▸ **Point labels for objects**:
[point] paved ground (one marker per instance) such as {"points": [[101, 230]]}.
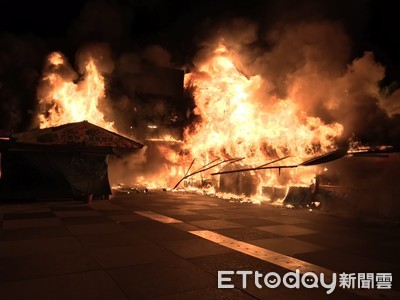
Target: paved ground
{"points": [[164, 245]]}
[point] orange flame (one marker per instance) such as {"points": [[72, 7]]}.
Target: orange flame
{"points": [[65, 101], [239, 120]]}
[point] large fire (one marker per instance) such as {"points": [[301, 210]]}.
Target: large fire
{"points": [[239, 120], [64, 101]]}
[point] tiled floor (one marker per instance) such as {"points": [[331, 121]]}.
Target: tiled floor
{"points": [[104, 250]]}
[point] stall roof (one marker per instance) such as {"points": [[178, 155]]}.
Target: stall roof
{"points": [[80, 136]]}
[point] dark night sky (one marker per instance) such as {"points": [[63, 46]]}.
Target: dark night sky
{"points": [[372, 24], [29, 31]]}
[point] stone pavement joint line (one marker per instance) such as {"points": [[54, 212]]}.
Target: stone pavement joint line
{"points": [[275, 258], [157, 217], [281, 260]]}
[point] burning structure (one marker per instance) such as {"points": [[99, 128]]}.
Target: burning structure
{"points": [[70, 160], [268, 105]]}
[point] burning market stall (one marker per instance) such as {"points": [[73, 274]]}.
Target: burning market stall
{"points": [[60, 162]]}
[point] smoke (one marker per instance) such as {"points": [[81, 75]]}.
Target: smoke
{"points": [[312, 63], [20, 61]]}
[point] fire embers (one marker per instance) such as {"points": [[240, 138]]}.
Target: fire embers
{"points": [[66, 96], [239, 119]]}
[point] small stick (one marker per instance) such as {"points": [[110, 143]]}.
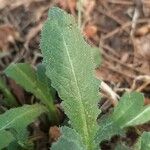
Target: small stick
{"points": [[110, 92]]}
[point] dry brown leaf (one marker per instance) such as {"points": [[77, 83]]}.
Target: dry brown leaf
{"points": [[8, 35], [146, 7], [142, 45], [143, 30]]}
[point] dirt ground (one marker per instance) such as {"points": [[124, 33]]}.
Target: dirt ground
{"points": [[120, 28]]}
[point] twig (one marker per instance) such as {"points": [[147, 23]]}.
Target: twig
{"points": [[114, 97]]}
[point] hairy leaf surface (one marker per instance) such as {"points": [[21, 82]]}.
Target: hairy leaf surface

▸ **CHALLENGE**: Copy every line of the data above word for word, leaving the pictures out of your copy.

▸ **CORRECT RESPONSE**:
[point] paved ground (one marker per instance) such as {"points": [[101, 230]]}.
Target: paved ground
{"points": [[164, 245]]}
[point] orange flame (one marker per instance) such as {"points": [[72, 7]]}.
Target: orange flame
{"points": [[65, 101], [239, 120]]}
[point] large fire (one marker per instance) such as {"points": [[301, 210]]}.
Target: large fire
{"points": [[239, 120], [64, 101]]}
[point] tiled floor (one marker per instance) such as {"points": [[331, 121]]}.
Target: tiled floor
{"points": [[104, 250]]}
[point] stall roof (one marker per instance) such as {"points": [[178, 155]]}.
Target: stall roof
{"points": [[80, 136]]}
[point] dark night sky (one marker per instance) such as {"points": [[63, 46]]}.
Target: dark night sky
{"points": [[372, 24], [29, 31]]}
[point] stone pavement joint line (one marker per instance) such as {"points": [[54, 212]]}.
Target: stone pavement joint line
{"points": [[275, 258], [157, 217], [281, 260]]}
[point] burning structure (one marker per instance) such as {"points": [[99, 128]]}.
Target: burning structure
{"points": [[70, 160], [268, 105]]}
[point] burning market stall (one marker per instance) such as {"points": [[73, 274]]}.
Target: burning market stall
{"points": [[60, 162]]}
[point] smoke (one marker per instance) such as {"points": [[81, 75]]}.
Target: smoke
{"points": [[312, 63], [20, 61]]}
[point] fire embers (one marker per instance) such as {"points": [[240, 138]]}.
Target: fire embers
{"points": [[66, 96], [239, 119]]}
[point] small stick (one marker per instance) such as {"points": [[110, 143]]}.
Target: small stick
{"points": [[110, 92]]}
[point] dry brown leaf (one marker per instance) such as {"points": [[77, 83]]}.
Target: dry brown leaf
{"points": [[8, 35], [146, 7], [142, 45], [143, 30]]}
[point] dirt ground (one marker per instance) such as {"points": [[124, 33]]}.
Target: dirt ground
{"points": [[120, 28]]}
[point] twig (one marker per instance) such as {"points": [[147, 23]]}.
Target: twig
{"points": [[114, 97]]}
[point] hairy leaf surface (one marker per instance) such as {"points": [[21, 82]]}.
Target: hairy leaf surface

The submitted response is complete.